▸ Page
+===+

Les enseignantes et les enseignants font partie intégrante des années de formation de nombre d’écrivains. Pas surprenant qu’ils se retrouvent aussi dans notre imaginaire collectif.

David Booth s’est penché sur la littérature pour enfants afin d’y découvrir la façon dont nos élèves nous perçoivent.

Pour parler profession a demandé à David Booth de nous révéler le résultat de ses recherches et à Francis Chalifour de nous éclairer sur la façon dont nous sommes représentés dans la littérature de langue française au Canada.

 

Regards d’élèves

de David Booth

On trouve une pléiade d’histoires, de blagues et de comptines sur les enseignantes et enseignants dans les textes pour enfants. Il va sans dire que nous habitons réellement un coin de la pensée de nos élèves, et même que l’on peuple quelques-unes de leurs rêveries.

Enseignante, enseignant, on s’en fout,
On peut voir ta petite culotte,
Est-elle noire ou est-elle blanche,
Ô mon Dieu, c’est de la dynamite! [notre traduction]

Doctor Knickerbocker

Les auteurs de livres pour enfants et jeunes adolescents s’inspirent du point de vue et des opinions reçues sur les enseignants. Dans des romans dont le fil narratif porte sur des élèves, le personnage de l’enseignant sert parfois de toile de fond et peut même jouer un rôle principal.

Mon cœur d’enseignant bat plus vite quand je suis amené à lire certaines descriptions et que je reconnais un scénario qui s’est déroulé dans ma propre classe. L’enseignante d’anglais dans Speak de Laurie Anderson est un de ces cas-là :

Mon enseignante d’anglais n’a pas de visage. Ses cheveux longs mal peignés pleurent sur ses épaules. Ils sont noirs de la racine des cheveux à la naissance des oreilles avant de tourner vers un orange lumineux jusqu’aux pointes frisottantes. Impossible de savoir si elle s’est mise le coiffeur à dos ou si elle s’apprête à se transformer en papillon. Je l’appelle Bellemèche. [notre traduction]

Je me souviens aussi de mon enseignante d’anglais de 9e année : une femme mystérieuse qui a porté la même robe noire jusqu’à Pâques, avant d’arriver avec une robe à fleurs rose bonbon, à l’approbation générale et silencieuse de toute la classe.

Nos élèves savent qu’on porte des verres de contact, qu’on se fait teindre les cheveux ou que notre vie privée est empreinte de tristesse. On est exposé aux regards sur la scène de la salle de classe et des bribes d’histoires nourrissent les mythes de la récréation.

+===+

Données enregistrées
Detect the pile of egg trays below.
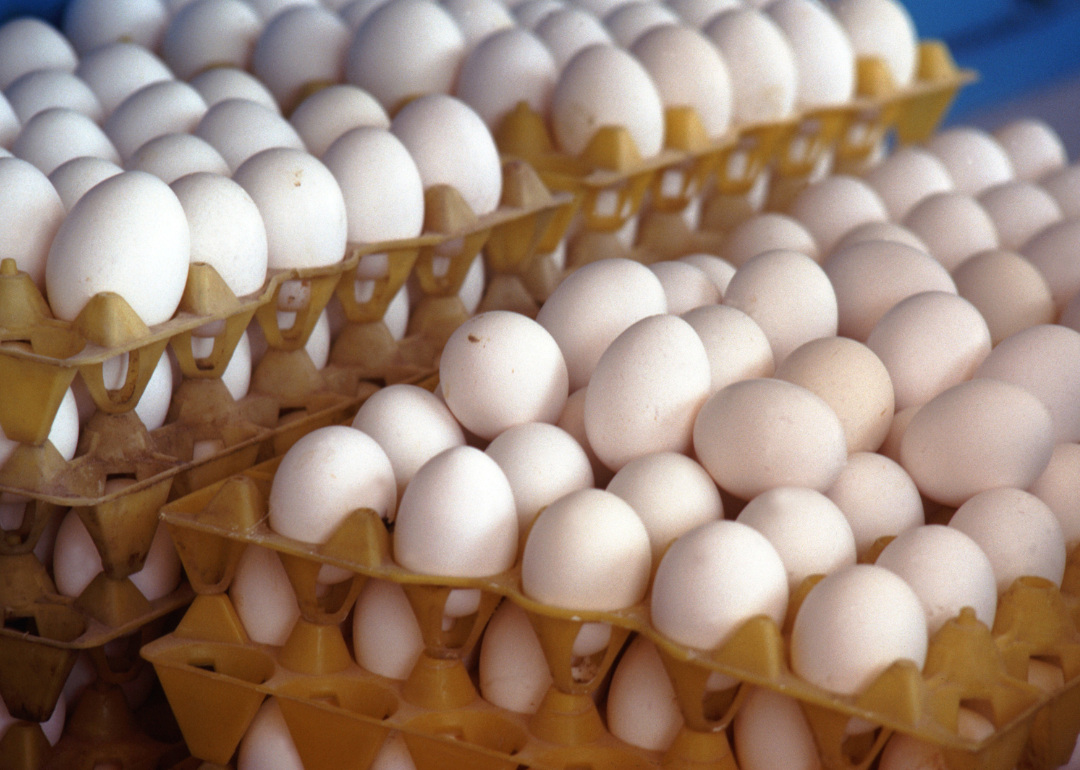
[143,451,1080,770]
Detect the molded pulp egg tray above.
[143,458,1080,770]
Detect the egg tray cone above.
[144,461,1080,770]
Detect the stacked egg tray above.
[141,451,1080,770]
[0,161,571,770]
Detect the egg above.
[0,158,65,288]
[268,425,397,543]
[702,6,798,125]
[45,171,190,326]
[484,422,593,535]
[393,446,517,578]
[161,0,262,80]
[251,4,352,112]
[288,83,390,157]
[585,314,712,471]
[693,379,848,500]
[552,42,664,158]
[352,578,423,679]
[229,543,300,647]
[75,41,173,114]
[606,636,684,752]
[724,249,838,366]
[346,0,465,114]
[948,486,1066,594]
[352,383,465,497]
[876,524,998,636]
[650,521,787,650]
[454,27,558,132]
[522,489,652,612]
[900,379,1054,505]
[438,310,569,440]
[791,564,929,694]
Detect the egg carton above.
[143,461,1080,770]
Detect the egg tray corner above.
[144,461,1080,770]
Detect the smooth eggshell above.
[45,171,190,326]
[393,446,517,578]
[268,425,397,543]
[900,379,1054,505]
[791,564,929,695]
[693,379,848,500]
[522,489,652,612]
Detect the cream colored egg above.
[229,543,300,647]
[194,98,306,173]
[876,524,998,636]
[693,379,848,500]
[775,337,895,452]
[552,42,664,158]
[994,118,1068,181]
[650,521,787,650]
[0,17,79,91]
[788,174,885,254]
[172,173,267,297]
[352,383,465,497]
[11,107,120,175]
[537,259,667,391]
[190,67,281,114]
[1019,215,1080,311]
[0,158,65,289]
[532,4,616,71]
[161,0,262,80]
[232,147,348,269]
[346,0,465,114]
[825,451,923,557]
[606,636,684,752]
[863,147,954,221]
[4,69,104,123]
[75,41,173,114]
[268,425,397,543]
[390,94,502,216]
[288,83,390,157]
[60,0,168,55]
[322,126,423,243]
[1028,444,1080,552]
[438,310,569,440]
[393,446,516,574]
[724,249,838,366]
[522,489,652,611]
[703,8,798,125]
[948,487,1066,594]
[454,27,558,132]
[978,179,1062,251]
[926,126,1015,195]
[126,134,232,185]
[630,22,732,139]
[765,0,855,109]
[251,4,352,112]
[49,156,123,211]
[791,564,929,694]
[45,171,190,325]
[734,685,821,770]
[480,602,552,714]
[352,578,423,679]
[866,292,990,411]
[585,314,712,471]
[484,422,596,535]
[900,379,1054,505]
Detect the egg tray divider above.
[143,460,1080,770]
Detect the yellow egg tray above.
[143,460,1080,770]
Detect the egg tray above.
[495,40,976,247]
[143,460,1080,770]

+===+

▸ Énoncé écrit
Citez le passage du texte sur les enseignants dans la littérature pour enfants situé entre « Je me souviens » et « toute la classe. », bornes incluses.

▸ Réponse attendue
Je me souviens aussi de mon enseignante d’anglais de 9e année : une femme mystérieuse qui a porté la même robe noire jusqu’à Pâques, avant d’arriver avec une robe à fleurs rose bonbon, à l’approbation générale et silencieuse de toute la classe.